Perché per Parise era importante difendersi dall’accumulo libresco? È vero, secondo lei, che tra lui è il mondo non c’erano libri? Può l’autore de Il prete bello essere definito uno scrittore che nelle sue opere brucia, nega, il post-moderno?

Parise ha intuito il postmoderno con Il padrone alla metà degli anni Sessanta, e ancor prima viaggiando in America. Ma se ne è presto allontanato, andando nella direzione opposta, quella di un recupero del rapporto primario con il mondo. Ciò non significa che Parise non fosse consapevole che riabilitare la naturalezza del vivere fosse difficile e a volte impossibile. Ma ci ha provato, non solo cambiando la sua scrittura, ma cambiando se stesso come uomo. E per cambiare se stesso si è difeso dai libri, dall’accumulo cartaceo. Si spiega così il perché della sua pulsione a buttare via le lettere ricevute, a disfarsi della carta in sovrappiù. Per fortuna qualcosa è rimasto, ma per merito di chi riceveva le sue lettere”.

Pare di capire che il miglior Parise sia in quei libri in cui la sua “rabbiosa forza fisica” si traduce in una “lingua semplificata e ragionativa”. È vero?

Non sempre. E’ vero ne Il padrone e ne L’odore del sangue. Ma c’è anche il Parise dell’abbandono e della conoscenza sensuale. In lui l’analisi della ragione e la sintesi della percezione sono sempre fenomeni in comunicazione. Dipende da come si mescolano e dalla loro mescolanza nascono i diversi salti stilistici di Parise.

Parise è stato uno scrittore che ha imbarazzato i critici: quando vide la luce L’odore del sangue, libro analitico come lei dice, che martirizza la ragione, si parlò quasi esclusivamente del Sillabario. Forse che il tema del romanzo, ossia la presenza di Priapo, la fascinazione del fallo “nella sua nuda potenza”, erano da censurare? Ma quasi nessuno si era accorto che quel libro, come lei scrive, era “il testamento di un uomo adulto che dice addio sia alla vita sia alla letteratura”.

L’odore del sangue è un libro nato dalla necessità e dal dolore. Forse neanche lo stesso Parise ne aveva un percezione precisa. Non gli è stato dato il tempo di poterlo vedere fuori di sé come qualcosa di autonomo. Quando lo lessi la prima volta, in dattiloscritto, non seppi cosa pensare. Mi piacque e non mi piacque. Oggi mi affascina molto. E’ come se il tempo gli avesse donato dimensioni che solo i libri nati dalla necessità possiedono. Sempre più spesso incontro persone che sono state segnate dalla lettura de L’odore del sangue. Uno di questi è il regista Mario Martone, che poi ne ha girato anche un film. Ma si tratta ancora di lettori singoli, che non hanno creato un’attenzione comune e pubblica intorno al libro, com’è invece avvenuto per Petrolio di Pasolini.

● VOCI ELENCATE
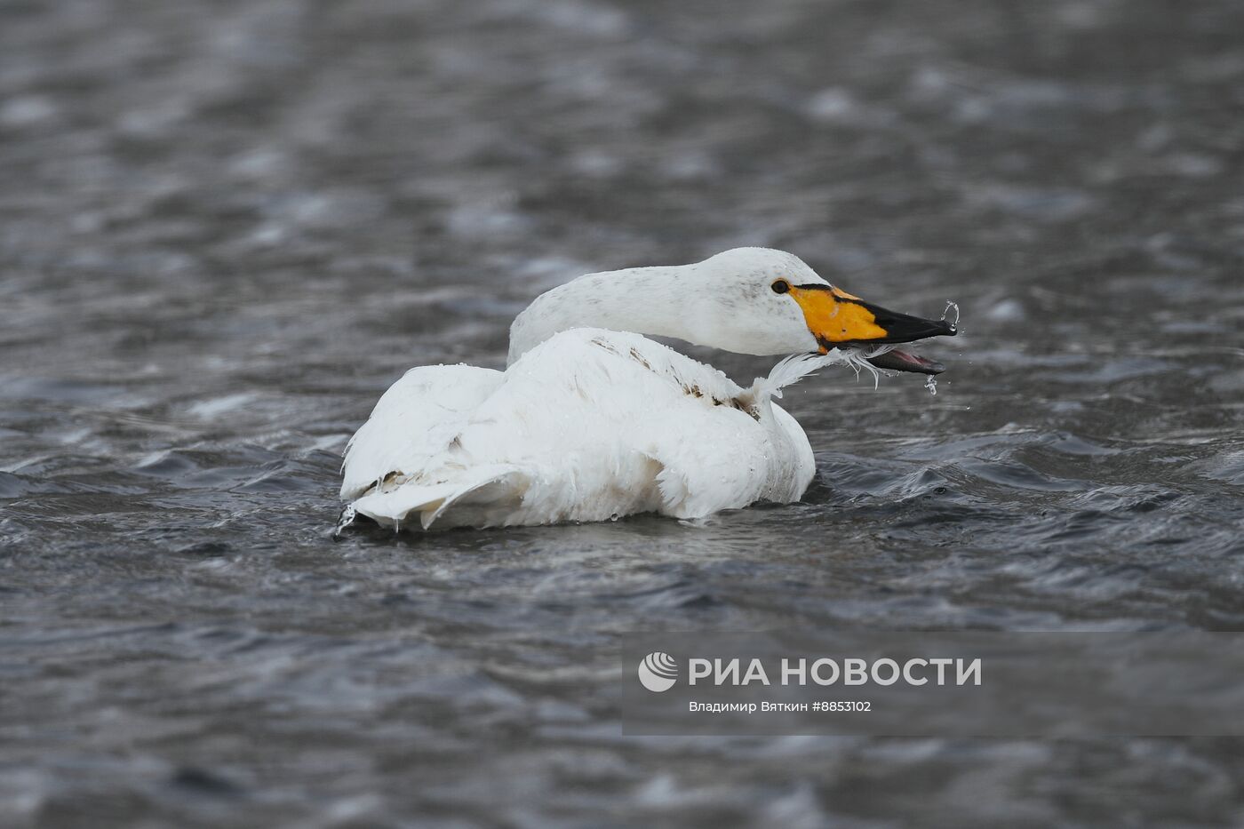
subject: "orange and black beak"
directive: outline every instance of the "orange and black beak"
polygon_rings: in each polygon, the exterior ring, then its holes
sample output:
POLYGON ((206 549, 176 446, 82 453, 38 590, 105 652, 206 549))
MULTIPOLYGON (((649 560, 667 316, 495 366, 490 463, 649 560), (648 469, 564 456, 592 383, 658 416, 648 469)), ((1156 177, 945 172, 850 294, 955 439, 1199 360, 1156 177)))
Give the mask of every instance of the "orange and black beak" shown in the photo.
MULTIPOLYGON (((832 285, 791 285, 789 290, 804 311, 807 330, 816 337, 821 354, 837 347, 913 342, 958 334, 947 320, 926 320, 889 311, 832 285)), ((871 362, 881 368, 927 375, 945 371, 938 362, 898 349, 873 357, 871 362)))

---

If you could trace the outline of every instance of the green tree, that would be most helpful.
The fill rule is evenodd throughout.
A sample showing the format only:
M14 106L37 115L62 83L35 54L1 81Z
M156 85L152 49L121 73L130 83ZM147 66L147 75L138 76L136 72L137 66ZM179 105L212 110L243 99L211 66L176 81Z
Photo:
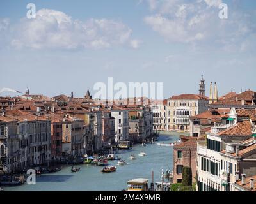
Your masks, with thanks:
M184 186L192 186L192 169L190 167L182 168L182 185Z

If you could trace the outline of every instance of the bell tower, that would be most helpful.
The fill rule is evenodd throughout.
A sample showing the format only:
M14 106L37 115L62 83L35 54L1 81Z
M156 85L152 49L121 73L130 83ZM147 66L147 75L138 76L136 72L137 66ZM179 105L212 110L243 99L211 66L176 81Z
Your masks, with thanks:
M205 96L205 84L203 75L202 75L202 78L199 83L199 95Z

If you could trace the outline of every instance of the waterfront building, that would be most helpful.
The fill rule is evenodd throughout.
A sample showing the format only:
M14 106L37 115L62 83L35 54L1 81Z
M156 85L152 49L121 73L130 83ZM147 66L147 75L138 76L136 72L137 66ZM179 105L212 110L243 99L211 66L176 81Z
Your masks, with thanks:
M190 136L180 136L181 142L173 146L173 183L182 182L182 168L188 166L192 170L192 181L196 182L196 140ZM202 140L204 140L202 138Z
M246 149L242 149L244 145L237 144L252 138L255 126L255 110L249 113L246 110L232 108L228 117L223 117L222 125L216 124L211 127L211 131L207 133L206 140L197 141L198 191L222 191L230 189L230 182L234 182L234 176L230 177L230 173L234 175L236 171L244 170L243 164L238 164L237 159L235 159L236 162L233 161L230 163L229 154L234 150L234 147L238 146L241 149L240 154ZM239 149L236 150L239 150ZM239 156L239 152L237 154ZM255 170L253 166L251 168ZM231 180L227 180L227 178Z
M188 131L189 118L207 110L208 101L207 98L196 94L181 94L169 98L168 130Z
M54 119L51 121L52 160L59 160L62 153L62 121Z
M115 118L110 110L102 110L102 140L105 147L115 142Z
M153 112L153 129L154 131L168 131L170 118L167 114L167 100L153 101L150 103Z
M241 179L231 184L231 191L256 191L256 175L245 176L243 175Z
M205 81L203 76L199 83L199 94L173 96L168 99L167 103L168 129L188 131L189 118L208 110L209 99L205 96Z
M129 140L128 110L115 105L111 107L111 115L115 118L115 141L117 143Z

==

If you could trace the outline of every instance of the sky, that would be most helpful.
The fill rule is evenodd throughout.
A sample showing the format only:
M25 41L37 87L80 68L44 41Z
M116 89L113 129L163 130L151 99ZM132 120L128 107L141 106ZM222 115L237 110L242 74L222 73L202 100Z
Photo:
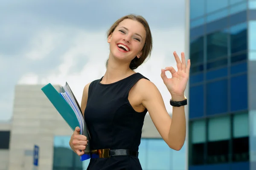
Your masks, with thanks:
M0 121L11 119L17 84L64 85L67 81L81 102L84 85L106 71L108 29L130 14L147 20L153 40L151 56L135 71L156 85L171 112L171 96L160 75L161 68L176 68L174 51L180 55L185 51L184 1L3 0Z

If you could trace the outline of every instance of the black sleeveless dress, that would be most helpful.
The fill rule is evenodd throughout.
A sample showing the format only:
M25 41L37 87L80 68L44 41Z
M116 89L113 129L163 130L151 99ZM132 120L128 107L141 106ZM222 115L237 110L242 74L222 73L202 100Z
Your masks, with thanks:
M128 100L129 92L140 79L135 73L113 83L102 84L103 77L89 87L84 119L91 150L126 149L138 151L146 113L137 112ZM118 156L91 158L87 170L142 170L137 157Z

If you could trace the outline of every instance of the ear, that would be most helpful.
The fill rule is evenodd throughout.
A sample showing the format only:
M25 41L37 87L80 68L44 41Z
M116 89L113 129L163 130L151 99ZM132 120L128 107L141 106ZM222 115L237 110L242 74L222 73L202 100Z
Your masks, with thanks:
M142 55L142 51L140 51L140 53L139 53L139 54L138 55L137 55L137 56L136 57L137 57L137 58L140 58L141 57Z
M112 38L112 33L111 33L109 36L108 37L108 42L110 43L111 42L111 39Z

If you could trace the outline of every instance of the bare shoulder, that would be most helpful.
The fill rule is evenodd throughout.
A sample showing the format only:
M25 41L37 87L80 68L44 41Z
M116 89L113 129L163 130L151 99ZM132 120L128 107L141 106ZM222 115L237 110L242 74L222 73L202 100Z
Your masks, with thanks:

● OBIETTIVI
A. Secondo l'intervista su Parise, quale regista ha girato un film tratto da L'odore del sangue?
B. Estendi l'intervista su Parise con un nuovo paragrafo che segua l'ultima frase.

● RISPOSTE
A. Mario Martone.

B.
Ogniqualvolta Parise scrive una voce dei Sillabari, pare di capire, rinomina il mondo, come se fosse il primo uomo a farlo. Si può parlare di una innocenza di Parise, di una sua purezza? Un’innocenza e una purezza che lo portavano ad amare la montagna, la brina, la legna, gli uccelli.

Non lo so. Credo che Parise non credesse nella purezza. Essendo vittima di malattie precoci, aspirava alla salute, questo sì. Sembra che quando ha finalmente incontrato il vero padre, gli abbia chiesto soprattutto se avesse malattie ereditarie. Ma una particolare forma di innocenza Parise la possedeva, forse ha ragione lei. Era nel suo sguardo, che non aveva mai dimenticato cosa prova un bambino quando scopre il mondo visibile. Parise è stato un precoce adulto-bambino, e in questa dicotomia risiede, credo, la radice della sua originalità.

Dietro a ogni libro di Parise sta un preciso sentimento della vita che si trasforma in esattissimo stile di scrittura. Quando, secondo lei, non avviene nelle sue opere questa trasformazione, e perché?

Non avviene quando a prevalere è la ragione, quando Parise non si sente a suo agio nello spazio della pagina e non sa come abitarla. A volte capita in alcuni passaggi de Il prete bello, o nei racconti de Il crematorio di Vienna. Fu lui stesso a imputarsi, in alcuni casi, un eccesso di razionalismo, e dunque una mancanza di poesia. Al contrario, Parise è a suo agio quando prova un sentimento preciso. Allora scrive quasi con noncuranza, cercando di arrivare il più presto possibile alla fine. Tutto procede veloce e prende un ritmo dispari, con improvvisi scarti. Mi piacerebbe molto sapere come camminava Parise, che andatura aveva. C’è una frase della Ginzburg che può fare intuire qualcosa di Parise, scriveva la Ginzburg: aveva stampata la solitudine nel corpo, nell’incedere del passo. Vorrei sapere come camminava perché credo a quella “teoria dell’andatura” di cui parlava Balzac. E credo anche che gli scrittori usino la punteggiatura non in senso grammaticale, ma per dare alle frasi un’andatura, e che quest’andatura abbia qualche rapporto misterioso e inspiegabile con il loro modo di camminare. Ma essendo tutto così difficile da dimostrare, ho lasciato questi pensieri fuori dal mio libro.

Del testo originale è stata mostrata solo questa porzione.